- INPUT RECORDS

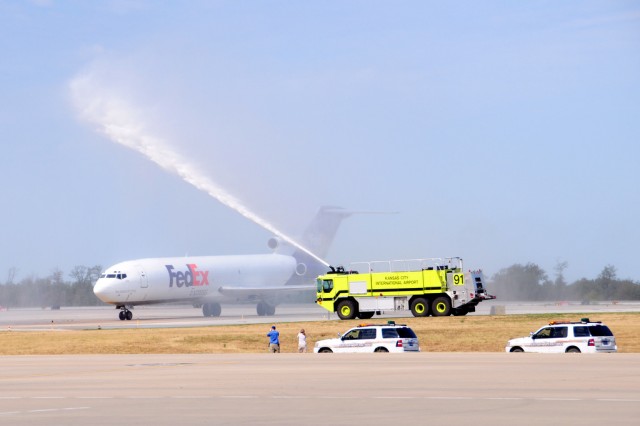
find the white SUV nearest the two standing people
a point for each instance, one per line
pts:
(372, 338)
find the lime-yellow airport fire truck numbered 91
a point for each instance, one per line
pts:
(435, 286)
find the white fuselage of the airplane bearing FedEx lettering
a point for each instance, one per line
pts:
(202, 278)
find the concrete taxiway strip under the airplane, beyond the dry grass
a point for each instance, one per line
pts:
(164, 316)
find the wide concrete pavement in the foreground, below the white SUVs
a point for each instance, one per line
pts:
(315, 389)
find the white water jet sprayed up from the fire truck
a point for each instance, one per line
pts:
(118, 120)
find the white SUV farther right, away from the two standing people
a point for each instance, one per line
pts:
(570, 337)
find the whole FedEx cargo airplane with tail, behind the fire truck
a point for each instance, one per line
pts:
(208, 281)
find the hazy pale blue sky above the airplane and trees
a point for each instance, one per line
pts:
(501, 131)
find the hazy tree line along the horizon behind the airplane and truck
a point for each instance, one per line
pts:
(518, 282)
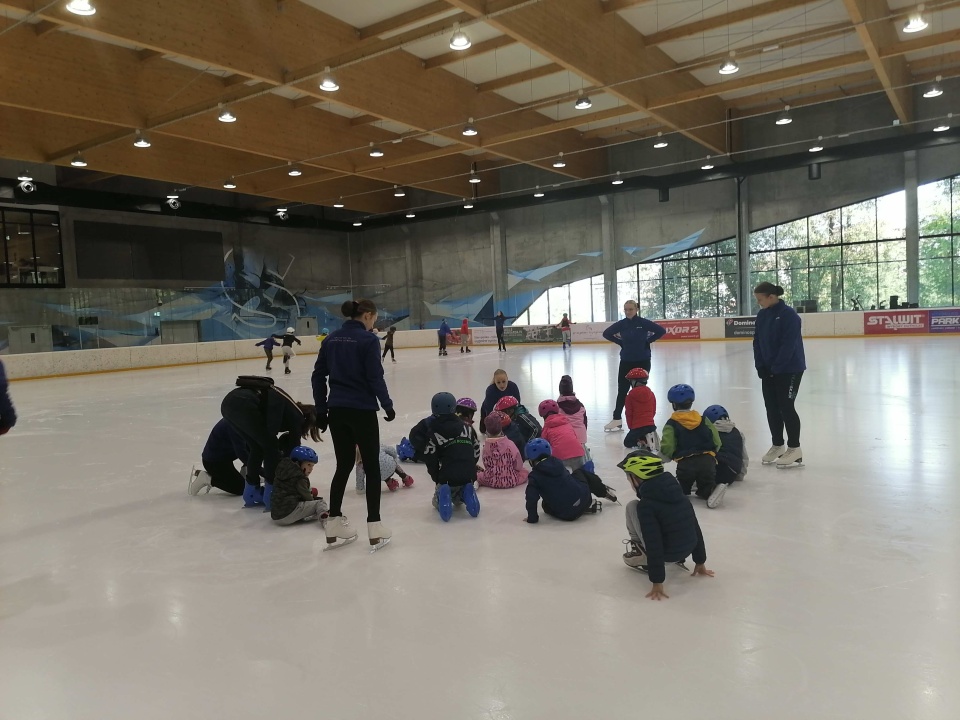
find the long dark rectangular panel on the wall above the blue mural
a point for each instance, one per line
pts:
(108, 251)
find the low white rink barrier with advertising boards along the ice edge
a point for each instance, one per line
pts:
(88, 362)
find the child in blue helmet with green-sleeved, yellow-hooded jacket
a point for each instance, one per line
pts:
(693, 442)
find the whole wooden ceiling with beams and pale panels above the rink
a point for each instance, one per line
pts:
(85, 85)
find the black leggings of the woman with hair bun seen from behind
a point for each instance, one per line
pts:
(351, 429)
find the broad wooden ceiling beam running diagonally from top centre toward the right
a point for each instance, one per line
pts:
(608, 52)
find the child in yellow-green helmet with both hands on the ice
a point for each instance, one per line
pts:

- TASK TO COMPLETE
Please return every record above exactly, but leave out the pictures.

- EXERCISE RESPONSE
find the white SUV nearest the two standing people
a point for each instance, one per line
pts:
(372, 338)
find the lime-yellow airport fire truck numbered 91
a point for each instance, one per line
pts:
(435, 286)
find the white fuselage of the airplane bearing FedEx lettering
a point for each instance, one per line
pts:
(202, 278)
find the concrete taxiway strip under the airplane, beyond the dry grass
a point for each instance, one per line
pts:
(164, 316)
find the wide concrete pavement in the foreground, below the white SUVs
a point for each instance, one per line
pts:
(315, 389)
find the white water jet sprayed up from the fire truck
a point for each instance, one per line
pts:
(118, 120)
find the white SUV farther right, away from the two standing people
a point for each instance, one per line
pts:
(570, 337)
find the whole FedEx cargo airplane with tail, behind the fire truck
a point for each instance, one per line
pts:
(208, 281)
find the hazy pale blue sky above the airplane and trees
a point for each instance, one per line
pts:
(501, 131)
find the hazy tree line along the horizon behind the airplane and truck
a point for each instance, one per line
pts:
(518, 282)
find the long dark rectangular panel on the wall above the blue mural
a point for each instance, one per line
pts:
(108, 251)
find the low white rink barrier with advertising boards along the ice edge
a point for each instance, one per line
pts:
(88, 362)
find the child in blue helmet with green-sleeved, yellow-hooded jacket
a point for each instance, one per line
pts:
(693, 442)
find the whole wooden ceiling with beams and pale panels above the rink
a point for each instance, one per line
pts:
(85, 85)
find the black leggings of the woman with hair bun seen from behind
a point for each instance, one per line
pts:
(351, 429)
find the broad wooden ceiling beam running diagonally from top centre toward the right
a point for each instance, one per line
pts:
(608, 52)
find the child in yellow-green helmet with both hands on the ice
a point for each instance, one per line
pts:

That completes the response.